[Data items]

--------------------------------

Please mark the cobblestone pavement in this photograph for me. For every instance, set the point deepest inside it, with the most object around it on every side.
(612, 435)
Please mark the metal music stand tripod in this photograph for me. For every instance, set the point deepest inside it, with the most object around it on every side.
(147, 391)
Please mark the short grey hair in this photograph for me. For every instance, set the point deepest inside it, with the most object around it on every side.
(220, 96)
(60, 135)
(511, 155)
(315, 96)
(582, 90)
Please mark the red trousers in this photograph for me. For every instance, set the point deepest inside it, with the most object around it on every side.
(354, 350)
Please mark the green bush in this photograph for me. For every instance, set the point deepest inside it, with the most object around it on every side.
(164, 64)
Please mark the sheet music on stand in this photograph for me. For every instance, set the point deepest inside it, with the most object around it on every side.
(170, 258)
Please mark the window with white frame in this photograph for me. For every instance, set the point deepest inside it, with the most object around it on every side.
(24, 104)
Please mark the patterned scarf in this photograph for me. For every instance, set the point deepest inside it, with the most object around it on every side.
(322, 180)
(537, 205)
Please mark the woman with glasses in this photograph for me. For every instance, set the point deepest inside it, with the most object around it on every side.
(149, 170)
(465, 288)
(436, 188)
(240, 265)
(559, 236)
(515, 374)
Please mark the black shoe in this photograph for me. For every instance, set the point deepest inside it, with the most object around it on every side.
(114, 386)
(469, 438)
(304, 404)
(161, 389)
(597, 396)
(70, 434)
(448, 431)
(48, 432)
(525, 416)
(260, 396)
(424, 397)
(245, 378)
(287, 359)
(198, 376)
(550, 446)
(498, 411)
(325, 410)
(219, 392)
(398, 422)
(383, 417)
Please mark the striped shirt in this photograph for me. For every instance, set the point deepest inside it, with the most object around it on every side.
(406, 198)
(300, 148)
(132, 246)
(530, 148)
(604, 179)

--------------------------------

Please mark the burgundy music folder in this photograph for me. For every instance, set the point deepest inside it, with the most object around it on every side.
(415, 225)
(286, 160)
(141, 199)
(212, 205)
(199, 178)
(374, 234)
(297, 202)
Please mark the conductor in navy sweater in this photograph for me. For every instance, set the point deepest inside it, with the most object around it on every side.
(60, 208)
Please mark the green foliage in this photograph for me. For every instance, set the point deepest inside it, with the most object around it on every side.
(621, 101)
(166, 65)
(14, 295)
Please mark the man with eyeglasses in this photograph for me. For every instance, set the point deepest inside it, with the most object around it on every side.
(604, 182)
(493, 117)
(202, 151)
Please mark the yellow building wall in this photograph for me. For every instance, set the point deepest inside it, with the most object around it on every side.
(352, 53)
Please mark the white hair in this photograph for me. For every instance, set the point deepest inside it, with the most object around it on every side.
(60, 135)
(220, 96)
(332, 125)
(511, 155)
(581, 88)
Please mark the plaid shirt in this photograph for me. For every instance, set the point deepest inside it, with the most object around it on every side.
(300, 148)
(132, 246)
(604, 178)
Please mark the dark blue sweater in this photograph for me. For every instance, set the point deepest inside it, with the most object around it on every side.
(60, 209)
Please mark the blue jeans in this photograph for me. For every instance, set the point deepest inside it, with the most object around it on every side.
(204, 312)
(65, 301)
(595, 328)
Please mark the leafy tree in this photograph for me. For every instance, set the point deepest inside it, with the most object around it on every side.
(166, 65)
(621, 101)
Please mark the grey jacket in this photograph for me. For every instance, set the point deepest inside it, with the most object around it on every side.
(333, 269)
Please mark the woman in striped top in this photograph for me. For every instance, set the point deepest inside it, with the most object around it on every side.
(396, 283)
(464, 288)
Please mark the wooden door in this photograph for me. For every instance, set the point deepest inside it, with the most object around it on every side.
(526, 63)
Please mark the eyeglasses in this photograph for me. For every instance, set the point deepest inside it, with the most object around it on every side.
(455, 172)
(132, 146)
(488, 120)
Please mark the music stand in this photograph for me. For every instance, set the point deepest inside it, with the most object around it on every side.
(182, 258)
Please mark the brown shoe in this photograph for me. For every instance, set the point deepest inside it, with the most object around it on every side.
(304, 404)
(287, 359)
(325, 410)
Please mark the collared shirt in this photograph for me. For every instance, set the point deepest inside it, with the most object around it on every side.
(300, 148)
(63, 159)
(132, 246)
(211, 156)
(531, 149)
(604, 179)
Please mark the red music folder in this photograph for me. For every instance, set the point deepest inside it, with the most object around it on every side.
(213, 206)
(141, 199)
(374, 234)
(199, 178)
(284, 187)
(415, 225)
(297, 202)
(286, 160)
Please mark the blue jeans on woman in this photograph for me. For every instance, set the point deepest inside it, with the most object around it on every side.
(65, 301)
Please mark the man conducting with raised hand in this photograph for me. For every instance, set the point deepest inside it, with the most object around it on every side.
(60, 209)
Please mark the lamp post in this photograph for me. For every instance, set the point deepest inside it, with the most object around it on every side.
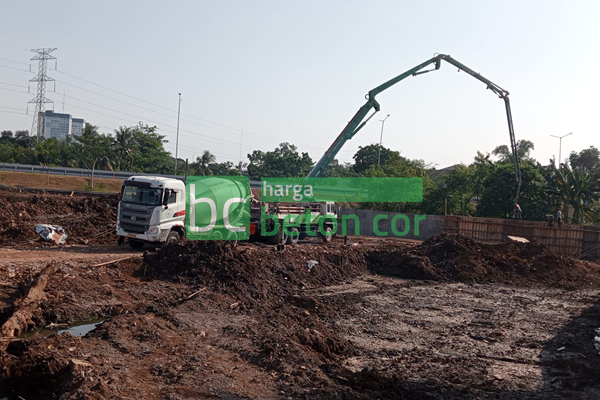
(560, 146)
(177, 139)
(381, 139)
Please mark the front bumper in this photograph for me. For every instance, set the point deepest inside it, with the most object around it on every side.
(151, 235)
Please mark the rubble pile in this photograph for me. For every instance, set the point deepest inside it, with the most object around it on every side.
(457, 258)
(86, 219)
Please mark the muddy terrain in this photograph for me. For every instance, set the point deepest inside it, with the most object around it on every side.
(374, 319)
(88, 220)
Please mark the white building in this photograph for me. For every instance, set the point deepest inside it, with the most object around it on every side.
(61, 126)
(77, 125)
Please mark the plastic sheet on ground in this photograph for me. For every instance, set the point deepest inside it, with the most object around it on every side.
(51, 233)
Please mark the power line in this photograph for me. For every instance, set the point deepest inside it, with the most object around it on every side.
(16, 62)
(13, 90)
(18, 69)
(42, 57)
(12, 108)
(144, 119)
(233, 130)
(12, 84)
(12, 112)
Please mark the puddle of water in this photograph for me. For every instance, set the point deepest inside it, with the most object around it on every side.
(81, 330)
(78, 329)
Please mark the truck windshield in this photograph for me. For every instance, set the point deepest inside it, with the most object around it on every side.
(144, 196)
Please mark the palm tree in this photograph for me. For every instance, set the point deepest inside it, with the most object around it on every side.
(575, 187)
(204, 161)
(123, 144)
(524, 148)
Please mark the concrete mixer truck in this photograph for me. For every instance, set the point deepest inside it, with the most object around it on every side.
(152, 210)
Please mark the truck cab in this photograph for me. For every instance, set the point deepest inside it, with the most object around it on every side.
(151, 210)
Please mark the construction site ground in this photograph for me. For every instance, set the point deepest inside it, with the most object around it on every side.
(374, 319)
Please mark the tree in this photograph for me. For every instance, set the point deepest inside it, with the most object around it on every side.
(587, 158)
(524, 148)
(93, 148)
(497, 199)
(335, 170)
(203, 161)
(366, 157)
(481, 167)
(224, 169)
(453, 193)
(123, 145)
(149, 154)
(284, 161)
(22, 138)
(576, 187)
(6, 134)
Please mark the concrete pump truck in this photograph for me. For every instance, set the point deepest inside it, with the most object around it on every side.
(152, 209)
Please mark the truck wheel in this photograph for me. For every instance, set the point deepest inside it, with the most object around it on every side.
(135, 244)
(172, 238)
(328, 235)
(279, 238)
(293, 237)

--------------------------------

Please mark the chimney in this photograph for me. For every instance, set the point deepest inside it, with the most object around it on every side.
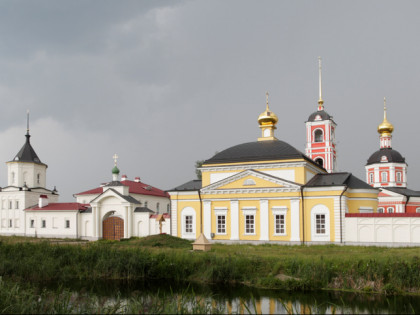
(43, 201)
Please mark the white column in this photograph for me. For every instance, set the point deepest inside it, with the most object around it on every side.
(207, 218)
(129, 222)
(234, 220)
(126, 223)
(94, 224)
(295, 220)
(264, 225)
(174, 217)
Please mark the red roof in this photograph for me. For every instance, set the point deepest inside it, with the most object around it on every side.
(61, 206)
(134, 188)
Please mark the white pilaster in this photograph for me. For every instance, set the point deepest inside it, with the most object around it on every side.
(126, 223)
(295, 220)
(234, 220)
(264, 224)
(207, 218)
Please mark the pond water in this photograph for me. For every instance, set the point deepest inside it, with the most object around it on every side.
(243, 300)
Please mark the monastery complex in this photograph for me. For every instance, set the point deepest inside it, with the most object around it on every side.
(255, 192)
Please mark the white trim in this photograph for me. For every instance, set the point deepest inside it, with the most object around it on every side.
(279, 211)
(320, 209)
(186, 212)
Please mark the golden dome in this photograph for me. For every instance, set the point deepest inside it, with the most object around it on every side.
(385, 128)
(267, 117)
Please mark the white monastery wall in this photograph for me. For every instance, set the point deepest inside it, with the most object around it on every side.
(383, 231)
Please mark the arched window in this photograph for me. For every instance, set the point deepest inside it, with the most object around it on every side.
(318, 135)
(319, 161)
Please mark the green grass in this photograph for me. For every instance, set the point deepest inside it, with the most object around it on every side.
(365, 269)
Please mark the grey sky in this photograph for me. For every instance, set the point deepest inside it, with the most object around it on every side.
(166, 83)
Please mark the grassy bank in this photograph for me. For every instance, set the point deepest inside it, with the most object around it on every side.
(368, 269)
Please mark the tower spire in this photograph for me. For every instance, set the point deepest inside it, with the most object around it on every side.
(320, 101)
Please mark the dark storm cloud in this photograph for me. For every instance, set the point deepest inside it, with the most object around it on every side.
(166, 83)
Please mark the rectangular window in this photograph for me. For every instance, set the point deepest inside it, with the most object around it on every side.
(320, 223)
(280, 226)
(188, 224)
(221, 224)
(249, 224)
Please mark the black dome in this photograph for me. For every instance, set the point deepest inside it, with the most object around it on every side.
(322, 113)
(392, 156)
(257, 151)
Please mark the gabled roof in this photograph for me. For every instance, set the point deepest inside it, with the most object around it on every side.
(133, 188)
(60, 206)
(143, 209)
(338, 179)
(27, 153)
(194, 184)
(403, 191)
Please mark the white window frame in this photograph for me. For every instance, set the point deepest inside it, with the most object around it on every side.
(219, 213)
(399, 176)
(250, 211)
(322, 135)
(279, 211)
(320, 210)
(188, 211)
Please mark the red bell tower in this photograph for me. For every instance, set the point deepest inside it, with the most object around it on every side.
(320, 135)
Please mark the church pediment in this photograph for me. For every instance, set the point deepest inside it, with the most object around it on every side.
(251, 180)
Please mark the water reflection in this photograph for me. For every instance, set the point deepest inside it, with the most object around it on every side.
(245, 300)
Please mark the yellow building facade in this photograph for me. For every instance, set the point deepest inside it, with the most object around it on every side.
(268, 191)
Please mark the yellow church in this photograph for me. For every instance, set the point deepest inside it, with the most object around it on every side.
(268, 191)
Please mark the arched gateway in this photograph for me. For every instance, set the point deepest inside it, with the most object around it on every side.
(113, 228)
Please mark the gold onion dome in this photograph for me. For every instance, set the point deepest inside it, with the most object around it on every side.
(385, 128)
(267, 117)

--------------------------------

The exercise:
Please pull out every line above that contains the word "eyeglasses", copying each one in full.

Written solution:
Please mark the man with eyeglasses in this photograph for me. For every instance, set the point deepest inside it, with the most object around it on every side.
Please mark the eyeglasses in this photograph for me. For every instance, set the point deepest inside it, with the most object around it on every side.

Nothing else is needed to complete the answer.